◆ REQUIREMENT
Render the items below as a numbered list, omitting any blank lines.

======== DATA EXTRACT ========

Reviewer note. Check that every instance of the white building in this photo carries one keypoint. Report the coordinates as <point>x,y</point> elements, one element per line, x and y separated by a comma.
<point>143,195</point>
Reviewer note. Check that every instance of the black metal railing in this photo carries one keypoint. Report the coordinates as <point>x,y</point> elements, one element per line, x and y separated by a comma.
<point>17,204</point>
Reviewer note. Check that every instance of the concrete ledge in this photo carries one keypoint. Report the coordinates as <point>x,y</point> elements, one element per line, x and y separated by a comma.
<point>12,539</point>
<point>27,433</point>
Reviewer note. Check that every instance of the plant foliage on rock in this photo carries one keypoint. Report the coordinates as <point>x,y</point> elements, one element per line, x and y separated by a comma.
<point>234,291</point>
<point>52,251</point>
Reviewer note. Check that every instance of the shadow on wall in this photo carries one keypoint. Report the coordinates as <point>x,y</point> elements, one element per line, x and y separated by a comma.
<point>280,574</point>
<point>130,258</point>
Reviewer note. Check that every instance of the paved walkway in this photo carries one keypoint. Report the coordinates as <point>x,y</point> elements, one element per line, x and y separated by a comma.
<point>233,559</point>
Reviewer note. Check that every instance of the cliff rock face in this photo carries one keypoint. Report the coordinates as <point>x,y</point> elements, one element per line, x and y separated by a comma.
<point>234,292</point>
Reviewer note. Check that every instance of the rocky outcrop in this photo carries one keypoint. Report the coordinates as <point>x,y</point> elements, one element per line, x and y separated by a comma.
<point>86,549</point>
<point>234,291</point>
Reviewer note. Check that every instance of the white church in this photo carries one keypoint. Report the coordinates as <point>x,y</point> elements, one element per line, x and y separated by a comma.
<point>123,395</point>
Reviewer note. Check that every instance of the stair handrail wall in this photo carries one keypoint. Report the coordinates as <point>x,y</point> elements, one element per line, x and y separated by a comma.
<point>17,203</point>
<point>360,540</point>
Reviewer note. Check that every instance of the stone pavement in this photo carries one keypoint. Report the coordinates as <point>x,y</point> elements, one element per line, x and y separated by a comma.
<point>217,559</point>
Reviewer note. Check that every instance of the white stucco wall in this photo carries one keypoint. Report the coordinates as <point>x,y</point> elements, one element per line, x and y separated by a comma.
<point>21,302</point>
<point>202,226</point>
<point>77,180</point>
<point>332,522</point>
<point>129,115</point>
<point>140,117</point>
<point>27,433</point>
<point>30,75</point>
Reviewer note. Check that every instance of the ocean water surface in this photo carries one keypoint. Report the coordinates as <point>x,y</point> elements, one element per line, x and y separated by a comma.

========

◆ CORRECT RESULT
1. Reviewer note. Check that every instance of the white building in this photo carries one keypoint. Report the coordinates as <point>x,y</point> elements, one element per line, x and y separated by a comma.
2. <point>143,195</point>
3. Reviewer note. Check that every instance of the black metal railing in this photo carries one keypoint. Report the coordinates as <point>x,y</point> elements, one element per line, x and y separated by a comma.
4. <point>17,204</point>
5. Reviewer note. Check that every instance of the concrete ledge in this photo carries one keypoint. Report the coordinates as <point>x,y</point> elements, one element per line, x and y separated by a comma.
6. <point>12,539</point>
7. <point>27,433</point>
8. Reviewer note. Check that every instance of the plant foliage on rock in this photo carries one keypoint. Report the coordinates as <point>x,y</point> elements, one element per line, x and y separated by a comma.
9. <point>234,291</point>
10. <point>52,251</point>
11. Reviewer note. Check that every instance of the shadow on wall in this photo carries one keypoint. Report the coordinates as <point>x,y</point> elements, one element per line, x and y separated by a comma.
12. <point>280,574</point>
13. <point>130,258</point>
14. Reviewer note. Check that every instance of the paved walkway in this photo carries one keypoint. Report the coordinates as <point>x,y</point> elements, one element per line, x and y separated by a comma.
15. <point>233,559</point>
16. Reviewer note. Check that every instance of the cliff rock face in this photo carries one keypoint. Report the coordinates as <point>x,y</point> elements, one element per line, x and y separated by a comma.
17. <point>234,292</point>
18. Reviewer note. Check that every instance of the rocky outcrop in this photo carries one keypoint. Report the coordinates as <point>x,y</point> elements, one element per line, x and y separated by a comma.
19. <point>86,549</point>
20. <point>234,291</point>
21. Reviewer note. Check that every instance of the white church in this photo carries one keypoint. Report the coordinates as <point>x,y</point> elements, one element per line, x and y separated by a comma.
22. <point>123,395</point>
23. Reviewer note. Check that every instance of the stair handrail wall in this photo carries one keypoint. Report the coordinates as <point>x,y</point> elements, one element per line, x and y separated by a comma.
24. <point>17,203</point>
25. <point>360,540</point>
26. Reviewer note. Check that every instance of the stone pavement in this photo carries one keypoint. Report the coordinates as <point>x,y</point> elements, one element per line, x and y separated by a comma.
27. <point>217,559</point>
28. Reviewer note. Check that every instance of the white stucco wall in this photo carries one keypoint. Report the coordinates as <point>x,y</point> elements, one element per line, x and y separated by a comma.
29. <point>21,302</point>
30. <point>202,226</point>
31. <point>77,180</point>
32. <point>332,522</point>
33. <point>129,115</point>
34. <point>140,117</point>
35. <point>27,433</point>
36. <point>30,75</point>
37. Reviewer note. Check that every instance of the ocean water surface in this photo carries one keypoint. Report the coordinates as <point>x,y</point> elements, one element per line, x and y separated by a comma.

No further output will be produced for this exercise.